** Exercise **
Keeping every word intact, reproduce all of the records.

*** Begin section ***

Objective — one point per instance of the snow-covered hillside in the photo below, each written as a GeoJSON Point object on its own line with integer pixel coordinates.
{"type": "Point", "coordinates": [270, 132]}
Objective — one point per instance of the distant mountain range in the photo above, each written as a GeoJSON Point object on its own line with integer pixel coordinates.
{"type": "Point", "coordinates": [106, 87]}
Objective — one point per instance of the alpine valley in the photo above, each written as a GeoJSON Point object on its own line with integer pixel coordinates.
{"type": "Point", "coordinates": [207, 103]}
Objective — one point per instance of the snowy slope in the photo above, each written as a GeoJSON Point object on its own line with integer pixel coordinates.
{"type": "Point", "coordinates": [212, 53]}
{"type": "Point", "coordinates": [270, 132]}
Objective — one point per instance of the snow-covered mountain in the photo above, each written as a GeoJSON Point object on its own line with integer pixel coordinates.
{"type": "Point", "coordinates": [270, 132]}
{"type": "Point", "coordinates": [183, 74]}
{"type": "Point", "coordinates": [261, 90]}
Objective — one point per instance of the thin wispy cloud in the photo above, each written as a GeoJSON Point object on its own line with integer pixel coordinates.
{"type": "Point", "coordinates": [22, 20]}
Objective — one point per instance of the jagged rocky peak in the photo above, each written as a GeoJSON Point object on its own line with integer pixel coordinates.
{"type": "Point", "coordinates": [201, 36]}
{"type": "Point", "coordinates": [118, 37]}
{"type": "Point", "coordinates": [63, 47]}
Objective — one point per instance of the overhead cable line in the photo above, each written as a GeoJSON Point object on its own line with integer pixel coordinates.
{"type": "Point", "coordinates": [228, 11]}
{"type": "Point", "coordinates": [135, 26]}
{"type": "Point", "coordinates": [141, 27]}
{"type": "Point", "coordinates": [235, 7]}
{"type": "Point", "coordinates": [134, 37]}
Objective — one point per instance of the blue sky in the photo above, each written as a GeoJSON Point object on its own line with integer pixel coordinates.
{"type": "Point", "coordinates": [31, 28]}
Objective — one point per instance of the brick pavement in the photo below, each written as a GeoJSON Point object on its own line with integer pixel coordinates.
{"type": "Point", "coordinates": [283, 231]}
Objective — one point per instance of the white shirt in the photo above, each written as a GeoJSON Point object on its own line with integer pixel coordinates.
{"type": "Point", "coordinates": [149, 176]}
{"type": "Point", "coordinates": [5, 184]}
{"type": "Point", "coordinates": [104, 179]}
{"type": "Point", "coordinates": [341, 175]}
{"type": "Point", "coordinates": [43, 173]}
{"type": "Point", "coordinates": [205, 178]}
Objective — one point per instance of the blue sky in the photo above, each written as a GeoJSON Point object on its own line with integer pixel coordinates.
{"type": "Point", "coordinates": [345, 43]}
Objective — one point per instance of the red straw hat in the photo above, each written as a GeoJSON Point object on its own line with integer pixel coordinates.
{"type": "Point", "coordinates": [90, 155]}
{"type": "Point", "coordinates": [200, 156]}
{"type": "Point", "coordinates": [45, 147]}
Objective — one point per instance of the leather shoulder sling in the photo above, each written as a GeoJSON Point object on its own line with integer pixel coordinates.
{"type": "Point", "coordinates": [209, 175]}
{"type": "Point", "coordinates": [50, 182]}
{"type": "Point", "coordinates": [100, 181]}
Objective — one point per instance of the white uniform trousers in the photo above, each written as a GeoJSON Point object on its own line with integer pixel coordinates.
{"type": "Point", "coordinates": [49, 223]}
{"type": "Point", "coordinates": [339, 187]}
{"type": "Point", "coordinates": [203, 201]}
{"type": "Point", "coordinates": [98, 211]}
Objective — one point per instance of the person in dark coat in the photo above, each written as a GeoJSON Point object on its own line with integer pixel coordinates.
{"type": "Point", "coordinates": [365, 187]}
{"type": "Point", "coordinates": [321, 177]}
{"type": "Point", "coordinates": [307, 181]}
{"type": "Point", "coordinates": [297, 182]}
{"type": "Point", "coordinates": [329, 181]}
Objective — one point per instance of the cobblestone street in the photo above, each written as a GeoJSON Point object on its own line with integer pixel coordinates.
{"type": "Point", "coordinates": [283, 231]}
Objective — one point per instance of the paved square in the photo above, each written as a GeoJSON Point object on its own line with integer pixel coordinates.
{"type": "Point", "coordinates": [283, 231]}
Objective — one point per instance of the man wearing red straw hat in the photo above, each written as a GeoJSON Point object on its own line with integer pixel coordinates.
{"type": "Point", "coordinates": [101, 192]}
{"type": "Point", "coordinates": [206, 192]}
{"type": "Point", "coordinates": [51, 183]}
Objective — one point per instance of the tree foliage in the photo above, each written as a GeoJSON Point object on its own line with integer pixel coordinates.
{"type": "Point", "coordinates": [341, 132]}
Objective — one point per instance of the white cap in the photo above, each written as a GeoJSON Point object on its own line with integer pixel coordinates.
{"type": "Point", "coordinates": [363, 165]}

*** End section ***

** Answer section **
Objective — one point per instance of the snow-covered hillside in the photo below, each written as a GeoJSON Point object on its own line with integer pixel coordinates.
{"type": "Point", "coordinates": [270, 132]}
Objective — one point per instance of the distant mountain range in the photo above, each written as a GeoJSON Point object on its own line with integer pixel coordinates.
{"type": "Point", "coordinates": [106, 87]}
Objective — one point per instance of the alpine valley in the photo above, each written as a GeoJSON Point object on its own line with integer pixel coordinates.
{"type": "Point", "coordinates": [207, 103]}
Objective — one point per instance of the snowy slope in the photo above, each written as a GeoJSON Point object on its own line with integer pixel coordinates.
{"type": "Point", "coordinates": [212, 53]}
{"type": "Point", "coordinates": [270, 132]}
Objective — one point per instance of the snow-covered mountain in the photo above, each written as a GeoJSON Point object on its own line with integer pixel coordinates.
{"type": "Point", "coordinates": [270, 132]}
{"type": "Point", "coordinates": [183, 74]}
{"type": "Point", "coordinates": [261, 90]}
Objective — one point per instance of the thin wispy cloud in the photo above, each written as a GeoJSON Point object on its own line with integer pixel coordinates.
{"type": "Point", "coordinates": [22, 20]}
Objective — one point per instance of the jagged rocky peak in the photo above, each written as a GeoJSON Point object on its own line with integer pixel coordinates.
{"type": "Point", "coordinates": [201, 36]}
{"type": "Point", "coordinates": [118, 37]}
{"type": "Point", "coordinates": [63, 47]}
Objective — one point per instance of the overhead cable line in the photo above, each written as a GeoJSON Point object on its own line with integer pixel coordinates.
{"type": "Point", "coordinates": [228, 11]}
{"type": "Point", "coordinates": [135, 26]}
{"type": "Point", "coordinates": [141, 27]}
{"type": "Point", "coordinates": [235, 7]}
{"type": "Point", "coordinates": [134, 37]}
Objective — one point per instance of the blue sky in the photo above, each written as a GeoJSON Point object on its own line with integer pixel coordinates.
{"type": "Point", "coordinates": [31, 28]}
Objective — one point per instance of the brick pavement in the photo below, each written as a GeoJSON Point object on its own line with integer pixel coordinates.
{"type": "Point", "coordinates": [283, 231]}
Objective — one point per instance of the white shirt in the photo above, each written as a GeoJSON Point object on its own line with integer pixel coordinates.
{"type": "Point", "coordinates": [149, 176]}
{"type": "Point", "coordinates": [5, 184]}
{"type": "Point", "coordinates": [104, 179]}
{"type": "Point", "coordinates": [341, 175]}
{"type": "Point", "coordinates": [43, 173]}
{"type": "Point", "coordinates": [205, 178]}
Objective — one point per instance of the blue sky in the photo above, each written as a GeoJSON Point object on its own line with integer pixel coordinates.
{"type": "Point", "coordinates": [345, 43]}
Objective — one point per instance of the red straw hat in the photo above, each written as a GeoJSON Point object on its own line with integer pixel coordinates.
{"type": "Point", "coordinates": [90, 155]}
{"type": "Point", "coordinates": [200, 156]}
{"type": "Point", "coordinates": [45, 147]}
Objective — one point per instance of the leather shoulder sling in the photo above, each written as a GeoJSON Point object on its own line with integer pixel coordinates.
{"type": "Point", "coordinates": [209, 175]}
{"type": "Point", "coordinates": [50, 182]}
{"type": "Point", "coordinates": [100, 181]}
Objective — one point per instance of the white uniform trousers in the photo above, each written as a GeoJSON Point object on its own line with integer pixel coordinates.
{"type": "Point", "coordinates": [49, 223]}
{"type": "Point", "coordinates": [339, 187]}
{"type": "Point", "coordinates": [203, 201]}
{"type": "Point", "coordinates": [98, 211]}
Objective — one point per instance of the person in dark coat in the photo above, each written as a GeoJSON Point object on its own line with integer pixel coordinates.
{"type": "Point", "coordinates": [365, 187]}
{"type": "Point", "coordinates": [321, 177]}
{"type": "Point", "coordinates": [307, 181]}
{"type": "Point", "coordinates": [297, 182]}
{"type": "Point", "coordinates": [329, 181]}
Objective — one point per instance of the cobblestone street in the photo above, each written as a GeoJSON Point object on its own line with integer pixel coordinates.
{"type": "Point", "coordinates": [283, 231]}
Objective — one point per instance of the paved square in the photo above, each written as a GeoJSON Point object on its own line with integer pixel coordinates.
{"type": "Point", "coordinates": [283, 231]}
Objective — one point per instance of the man wearing red straw hat in the photo above, each written as a GeoJSON Point object on its own line with integer pixel coordinates.
{"type": "Point", "coordinates": [101, 192]}
{"type": "Point", "coordinates": [206, 192]}
{"type": "Point", "coordinates": [51, 183]}
Objective — one point per instance of the tree foliage in the photo above, each written as a GeoJSON Point object on its own line with integer pixel coordinates.
{"type": "Point", "coordinates": [341, 132]}
Objective — one point per instance of the white cap in the photo above, each written as a GeoJSON Point object on its own line with integer pixel coordinates.
{"type": "Point", "coordinates": [363, 165]}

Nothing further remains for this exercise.